**Texto**
>>>

Uma Garota Dividida Em Dois (La fille coupée en deux),
de Claude Chabrol
(França, 2007)
por Eduardo Valente

Conto de fadas cruel

Tal e qual as duas damas que, neste novo filme de Chabrol, cercam o personagem de François Berléand (o escritor Charles St-Denis), uma vestida sempre de branco e a outra sempre de preto, que curioso díptico este Uma Garota Dividida em Dois forma com A Comédia do Poder, seu filme anterior (exibido este ano no Brasil). No olhar que jogam sobre a sociedade francesa, mais do que opostos, os filmes se revelam complementares (como também é o caso com as duas personagens de cores opostas): tudo que no filme era ambiguidade e mistério de motivações no filme de 2006, revela-se aqui de uma legibilidade extremada.

<<<

**Dados de entrada**
>>>

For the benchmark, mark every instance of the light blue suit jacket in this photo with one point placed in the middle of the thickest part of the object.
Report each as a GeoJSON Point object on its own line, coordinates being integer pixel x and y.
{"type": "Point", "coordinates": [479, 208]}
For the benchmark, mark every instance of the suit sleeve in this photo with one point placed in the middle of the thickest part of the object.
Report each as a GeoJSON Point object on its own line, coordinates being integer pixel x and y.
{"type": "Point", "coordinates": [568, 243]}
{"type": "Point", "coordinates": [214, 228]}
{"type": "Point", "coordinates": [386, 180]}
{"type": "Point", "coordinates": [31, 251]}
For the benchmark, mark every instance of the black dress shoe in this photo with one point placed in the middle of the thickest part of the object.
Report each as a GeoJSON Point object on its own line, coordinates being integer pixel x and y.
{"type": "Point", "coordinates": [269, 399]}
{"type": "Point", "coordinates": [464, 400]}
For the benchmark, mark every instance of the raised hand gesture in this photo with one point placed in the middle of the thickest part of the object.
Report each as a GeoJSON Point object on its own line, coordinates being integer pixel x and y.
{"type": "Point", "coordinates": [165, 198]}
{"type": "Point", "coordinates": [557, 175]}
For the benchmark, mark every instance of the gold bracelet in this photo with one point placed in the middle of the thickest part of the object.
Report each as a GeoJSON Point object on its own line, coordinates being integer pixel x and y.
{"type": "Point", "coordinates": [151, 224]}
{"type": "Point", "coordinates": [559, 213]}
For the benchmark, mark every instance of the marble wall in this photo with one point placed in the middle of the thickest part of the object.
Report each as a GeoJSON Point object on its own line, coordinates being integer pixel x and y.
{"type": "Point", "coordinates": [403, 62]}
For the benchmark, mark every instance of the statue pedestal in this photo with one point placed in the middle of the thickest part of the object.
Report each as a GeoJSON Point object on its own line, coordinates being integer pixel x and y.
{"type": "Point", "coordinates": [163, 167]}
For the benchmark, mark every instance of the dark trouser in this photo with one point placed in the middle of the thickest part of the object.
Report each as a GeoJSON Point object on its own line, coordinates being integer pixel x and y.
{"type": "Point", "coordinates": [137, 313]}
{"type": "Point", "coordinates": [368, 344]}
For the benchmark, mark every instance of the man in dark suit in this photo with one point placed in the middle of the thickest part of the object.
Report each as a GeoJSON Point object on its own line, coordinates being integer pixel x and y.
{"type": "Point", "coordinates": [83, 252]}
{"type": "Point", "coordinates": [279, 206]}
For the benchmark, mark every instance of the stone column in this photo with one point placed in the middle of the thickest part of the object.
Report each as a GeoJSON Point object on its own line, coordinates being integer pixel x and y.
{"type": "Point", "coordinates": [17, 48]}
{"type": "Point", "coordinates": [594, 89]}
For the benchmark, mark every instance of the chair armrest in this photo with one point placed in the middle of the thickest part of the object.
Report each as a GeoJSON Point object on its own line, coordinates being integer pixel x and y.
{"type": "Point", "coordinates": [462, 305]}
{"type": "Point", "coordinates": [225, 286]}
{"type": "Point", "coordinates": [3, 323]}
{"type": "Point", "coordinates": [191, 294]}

<<<

**Perguntas a responder**
a - Na crítica do filme de Chabrol, que personagem François Berléand interpreta?
b - Dê sequência à crítica do filme de Chabrol, começando logo após a última frase apresentada.
Os registros não serão usados aqui.

**Respostas**
a - O escritor Charles St-Denis.

b -
Assim, se Benoit Magimel (ao lado) surge em cena como aquilo que parece ser nada mais do que um mimado filhote de família riquíssima... é isso mesmo que ele se revelará e confirmará a cada sequência. Chabrol aposta radicalmente na composição pela caricatura (ora, o nome na porta no local de encontro entre os amantes é Paradis – Paraíso), e assim se permite fazer um de seus filmes mais (dolorosamente, claro) engraçados. Por isso, se até chegamos a pensar em algum momento que a relação que Gabrielle (uma Ludivine Sagnier luminosa) estabelece com os dois homens que a disputam (Berléand e Magimel) esconde algum tipo de motivação secreta, de manipulação pela aparência inocente, logo descobriremos que não: ela é de fato uma protagonista que encarna a total ingenuidade e entrega, uma heroína melodramática que recairá nos mesmos erros e na completa credulidade.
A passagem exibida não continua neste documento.